Enunciado 1:
Transcribe literalmente el fragmento del artículo que empieza en "El narcisismo es" y acaba en "unas felices Pascuas.".
------------
Porque mientras haya pueblos que danzan con máscaras bajo el sol del mediodía, que cantan letanías en lenguas milenarias, que ofrendan su dolor y su alegría al mundo que los sostiene, el México Profundo seguirá vivo. Y con él, la posibilidad de imaginar un país distinto: no uniforme, sino plural. No negador de su pasado, sino nutrido por él.

Ilustración. Diana Olvera

Manchamanteles 

En los rincones más hondos del México Profundo, la Semana Santa no es solo una rememoración del sufrimiento cristiano, sino una ofrenda viva al universo, una ceremonia donde las raíces mesoamericanas brotan con fuerza bajo el ropaje católico. En las comunidades purépechas de Michoacán, los rezos se entrelazan con cantos en lengua originaria y las procesiones se mueven al ritmo de una fe anclada en la tierra y en el maíz. Entre los tojolabales de Chiapas, la Semana Santa se funde con los ciclos agrícolas: no solo se conmemora la muerte y resurrección de Cristo, sino que se invoca la lluvia, se bendicen los campos, se restaura el equilibrio del mundo. Y en el norte, los yaquis dramatizan la pasión a través de los pascolas y fariseos, danzantes que encarnan fuerzas cósmicas en pugna, en una teatralidad ritual cargada de simbolismo ancestral. En todas estas expresiones, la colectividad es el corazón del rito: cada miembro de la comunidad asume un papel, muchas veces heredado, que garantiza la continuidad del orden sagrado. La fiesta no es un paréntesis, es un tiempo otro, un umbral en el que el pueblo se reconoce, se fortalece y afirma su identidad frente a un mundo que insiste en reducirlo al silencio o al adorno.

Narciso el obsceno 

El narcisismo es un espejo tan pulido que refleja solo el vacío disfrazado de brillo.

Esta semana, la columna se publica el día miércoles; les deseo unas felices Pascuas.
------------
Enunciado 2:
¿Cuántas líneas de las entradas contienen la palabra "segment"? Responde solo con el número.

Entradas de datos recopiladas
------------
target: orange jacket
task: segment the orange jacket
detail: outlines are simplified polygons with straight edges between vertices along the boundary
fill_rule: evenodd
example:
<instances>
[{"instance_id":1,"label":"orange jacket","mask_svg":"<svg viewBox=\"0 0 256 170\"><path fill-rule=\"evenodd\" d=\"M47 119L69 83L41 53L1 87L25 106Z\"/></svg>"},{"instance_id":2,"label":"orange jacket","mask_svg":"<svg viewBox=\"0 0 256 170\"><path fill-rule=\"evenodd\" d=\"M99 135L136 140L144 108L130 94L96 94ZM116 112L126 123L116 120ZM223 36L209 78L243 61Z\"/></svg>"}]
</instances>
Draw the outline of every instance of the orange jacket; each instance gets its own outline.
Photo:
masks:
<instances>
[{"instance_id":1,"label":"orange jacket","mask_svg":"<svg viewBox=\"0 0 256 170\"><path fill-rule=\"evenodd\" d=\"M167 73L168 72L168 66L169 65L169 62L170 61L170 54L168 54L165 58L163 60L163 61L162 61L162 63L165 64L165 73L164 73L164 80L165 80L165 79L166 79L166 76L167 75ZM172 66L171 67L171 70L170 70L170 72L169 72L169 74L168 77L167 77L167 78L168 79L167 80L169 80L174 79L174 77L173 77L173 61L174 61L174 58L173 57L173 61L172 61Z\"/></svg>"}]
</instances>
------------
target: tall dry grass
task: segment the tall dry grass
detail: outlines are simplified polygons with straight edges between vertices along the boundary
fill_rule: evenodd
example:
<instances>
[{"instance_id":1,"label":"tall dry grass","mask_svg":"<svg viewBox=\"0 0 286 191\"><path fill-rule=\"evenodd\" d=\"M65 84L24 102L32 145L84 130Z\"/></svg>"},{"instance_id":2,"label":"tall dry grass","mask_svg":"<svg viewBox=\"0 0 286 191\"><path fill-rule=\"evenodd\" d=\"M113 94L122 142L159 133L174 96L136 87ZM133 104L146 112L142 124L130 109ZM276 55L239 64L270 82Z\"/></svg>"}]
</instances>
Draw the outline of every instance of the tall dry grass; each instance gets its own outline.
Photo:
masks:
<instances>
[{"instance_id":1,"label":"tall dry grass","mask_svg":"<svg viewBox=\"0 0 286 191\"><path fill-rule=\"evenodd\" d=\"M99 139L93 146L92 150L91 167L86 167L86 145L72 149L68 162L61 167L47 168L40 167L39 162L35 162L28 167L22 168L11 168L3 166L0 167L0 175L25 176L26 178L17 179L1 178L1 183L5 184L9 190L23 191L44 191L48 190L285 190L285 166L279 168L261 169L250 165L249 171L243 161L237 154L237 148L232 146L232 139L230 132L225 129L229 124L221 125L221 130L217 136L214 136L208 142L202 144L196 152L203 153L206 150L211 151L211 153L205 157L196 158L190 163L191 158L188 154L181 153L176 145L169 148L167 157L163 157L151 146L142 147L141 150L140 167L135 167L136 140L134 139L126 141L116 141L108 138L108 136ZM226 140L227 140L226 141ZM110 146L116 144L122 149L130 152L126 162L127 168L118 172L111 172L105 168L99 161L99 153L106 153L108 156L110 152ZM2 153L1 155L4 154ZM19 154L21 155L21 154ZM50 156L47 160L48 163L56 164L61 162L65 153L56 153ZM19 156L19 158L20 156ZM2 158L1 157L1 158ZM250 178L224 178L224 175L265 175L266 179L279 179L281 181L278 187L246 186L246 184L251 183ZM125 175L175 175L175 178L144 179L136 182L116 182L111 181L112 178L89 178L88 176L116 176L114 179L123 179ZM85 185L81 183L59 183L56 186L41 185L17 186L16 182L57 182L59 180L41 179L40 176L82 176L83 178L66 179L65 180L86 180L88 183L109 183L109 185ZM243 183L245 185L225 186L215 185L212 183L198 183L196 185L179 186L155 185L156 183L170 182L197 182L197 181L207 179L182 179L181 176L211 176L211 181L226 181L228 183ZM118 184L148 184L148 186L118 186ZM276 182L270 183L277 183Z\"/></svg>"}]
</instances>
------------
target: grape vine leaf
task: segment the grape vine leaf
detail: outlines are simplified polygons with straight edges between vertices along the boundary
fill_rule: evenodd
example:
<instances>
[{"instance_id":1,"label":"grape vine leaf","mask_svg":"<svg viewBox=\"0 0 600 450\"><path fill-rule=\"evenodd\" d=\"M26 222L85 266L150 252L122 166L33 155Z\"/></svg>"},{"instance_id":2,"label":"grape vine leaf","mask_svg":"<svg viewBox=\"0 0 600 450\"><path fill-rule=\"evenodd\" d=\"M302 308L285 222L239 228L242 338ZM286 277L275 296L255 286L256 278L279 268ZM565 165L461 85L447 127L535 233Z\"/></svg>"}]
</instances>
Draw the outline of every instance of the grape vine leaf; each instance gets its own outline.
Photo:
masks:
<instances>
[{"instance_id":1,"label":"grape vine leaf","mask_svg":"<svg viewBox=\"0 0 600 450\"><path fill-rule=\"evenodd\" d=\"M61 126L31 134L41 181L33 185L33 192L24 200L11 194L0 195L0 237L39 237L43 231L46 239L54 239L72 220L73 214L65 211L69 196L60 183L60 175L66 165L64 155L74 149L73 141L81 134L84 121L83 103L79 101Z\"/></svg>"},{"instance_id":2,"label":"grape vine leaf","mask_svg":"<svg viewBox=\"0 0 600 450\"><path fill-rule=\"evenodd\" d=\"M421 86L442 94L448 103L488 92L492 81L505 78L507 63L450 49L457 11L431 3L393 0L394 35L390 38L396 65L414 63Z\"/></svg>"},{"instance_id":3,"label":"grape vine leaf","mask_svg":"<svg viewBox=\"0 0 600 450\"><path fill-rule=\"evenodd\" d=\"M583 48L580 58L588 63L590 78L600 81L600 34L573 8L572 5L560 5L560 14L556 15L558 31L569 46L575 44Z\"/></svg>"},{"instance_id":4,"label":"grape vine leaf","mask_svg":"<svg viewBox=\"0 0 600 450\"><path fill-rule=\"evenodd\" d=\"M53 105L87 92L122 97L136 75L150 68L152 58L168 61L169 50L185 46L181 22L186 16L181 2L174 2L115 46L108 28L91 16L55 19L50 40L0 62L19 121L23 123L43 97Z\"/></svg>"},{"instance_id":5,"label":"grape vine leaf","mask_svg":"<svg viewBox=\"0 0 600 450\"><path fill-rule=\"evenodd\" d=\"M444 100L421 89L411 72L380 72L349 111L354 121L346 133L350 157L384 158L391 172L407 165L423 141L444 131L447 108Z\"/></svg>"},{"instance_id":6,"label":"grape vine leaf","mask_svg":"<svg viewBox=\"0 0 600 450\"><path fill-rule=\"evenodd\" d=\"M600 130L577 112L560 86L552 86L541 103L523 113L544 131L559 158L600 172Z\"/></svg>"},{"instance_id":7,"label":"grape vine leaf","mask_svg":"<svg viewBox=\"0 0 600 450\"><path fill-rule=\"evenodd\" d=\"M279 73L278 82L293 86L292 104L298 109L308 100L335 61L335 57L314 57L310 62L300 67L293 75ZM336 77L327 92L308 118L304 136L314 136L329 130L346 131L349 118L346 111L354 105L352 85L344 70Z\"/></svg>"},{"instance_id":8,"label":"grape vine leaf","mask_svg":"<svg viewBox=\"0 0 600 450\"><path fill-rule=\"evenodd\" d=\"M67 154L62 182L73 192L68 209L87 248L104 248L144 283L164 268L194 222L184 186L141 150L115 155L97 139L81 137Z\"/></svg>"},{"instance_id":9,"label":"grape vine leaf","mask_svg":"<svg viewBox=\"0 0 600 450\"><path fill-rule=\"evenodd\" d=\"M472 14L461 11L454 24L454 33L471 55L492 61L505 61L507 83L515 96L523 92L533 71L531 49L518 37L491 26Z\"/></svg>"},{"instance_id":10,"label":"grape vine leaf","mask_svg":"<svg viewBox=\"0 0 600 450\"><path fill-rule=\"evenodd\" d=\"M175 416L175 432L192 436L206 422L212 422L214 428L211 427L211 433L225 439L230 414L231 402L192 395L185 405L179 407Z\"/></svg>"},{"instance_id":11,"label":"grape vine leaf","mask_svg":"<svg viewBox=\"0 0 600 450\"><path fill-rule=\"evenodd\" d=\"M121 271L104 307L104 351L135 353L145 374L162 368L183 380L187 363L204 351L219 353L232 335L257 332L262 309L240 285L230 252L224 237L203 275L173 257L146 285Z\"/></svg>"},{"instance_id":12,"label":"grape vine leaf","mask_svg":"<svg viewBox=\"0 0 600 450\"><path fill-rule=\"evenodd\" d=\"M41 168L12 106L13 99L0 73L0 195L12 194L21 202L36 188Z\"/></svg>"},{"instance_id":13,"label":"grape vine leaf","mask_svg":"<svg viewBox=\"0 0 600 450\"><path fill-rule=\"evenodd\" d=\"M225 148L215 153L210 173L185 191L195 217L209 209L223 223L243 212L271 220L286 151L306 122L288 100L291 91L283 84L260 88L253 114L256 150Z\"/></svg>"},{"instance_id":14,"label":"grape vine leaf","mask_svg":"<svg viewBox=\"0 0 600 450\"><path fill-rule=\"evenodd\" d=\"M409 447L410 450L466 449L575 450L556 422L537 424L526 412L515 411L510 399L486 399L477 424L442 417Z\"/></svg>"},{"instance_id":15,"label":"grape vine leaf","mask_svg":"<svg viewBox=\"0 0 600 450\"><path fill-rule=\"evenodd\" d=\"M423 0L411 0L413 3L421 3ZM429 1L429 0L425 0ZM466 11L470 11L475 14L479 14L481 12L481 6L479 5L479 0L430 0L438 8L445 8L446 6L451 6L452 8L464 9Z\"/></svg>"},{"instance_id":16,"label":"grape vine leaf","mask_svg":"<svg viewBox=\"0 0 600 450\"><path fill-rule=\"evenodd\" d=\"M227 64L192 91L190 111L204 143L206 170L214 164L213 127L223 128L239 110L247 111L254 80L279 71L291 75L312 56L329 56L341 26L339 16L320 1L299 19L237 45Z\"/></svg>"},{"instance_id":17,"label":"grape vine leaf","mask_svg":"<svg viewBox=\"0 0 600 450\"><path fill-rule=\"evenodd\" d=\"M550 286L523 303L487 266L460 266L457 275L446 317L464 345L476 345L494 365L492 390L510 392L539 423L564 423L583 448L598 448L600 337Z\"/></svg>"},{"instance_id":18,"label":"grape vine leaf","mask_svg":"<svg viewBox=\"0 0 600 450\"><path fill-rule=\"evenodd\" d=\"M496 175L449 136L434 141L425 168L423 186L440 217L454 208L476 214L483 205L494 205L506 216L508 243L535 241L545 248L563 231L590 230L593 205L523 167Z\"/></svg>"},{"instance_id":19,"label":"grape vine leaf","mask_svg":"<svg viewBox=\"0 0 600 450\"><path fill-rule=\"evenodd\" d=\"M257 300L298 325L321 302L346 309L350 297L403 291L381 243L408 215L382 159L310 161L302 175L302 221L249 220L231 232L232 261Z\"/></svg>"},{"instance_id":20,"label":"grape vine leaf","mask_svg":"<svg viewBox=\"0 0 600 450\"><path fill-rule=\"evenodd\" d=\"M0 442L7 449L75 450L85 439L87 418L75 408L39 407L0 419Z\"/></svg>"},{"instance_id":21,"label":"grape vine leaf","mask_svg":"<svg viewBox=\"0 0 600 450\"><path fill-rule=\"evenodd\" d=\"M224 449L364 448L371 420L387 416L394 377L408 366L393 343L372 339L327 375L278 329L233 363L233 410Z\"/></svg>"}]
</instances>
------------
Resultado 1:
El narcisismo es un espejo tan pulido que refleja solo el vacío disfrazado de brillo.

Esta semana, la columna se publica el día miércoles; les deseo unas felices Pascuas.

Resultado 2:
3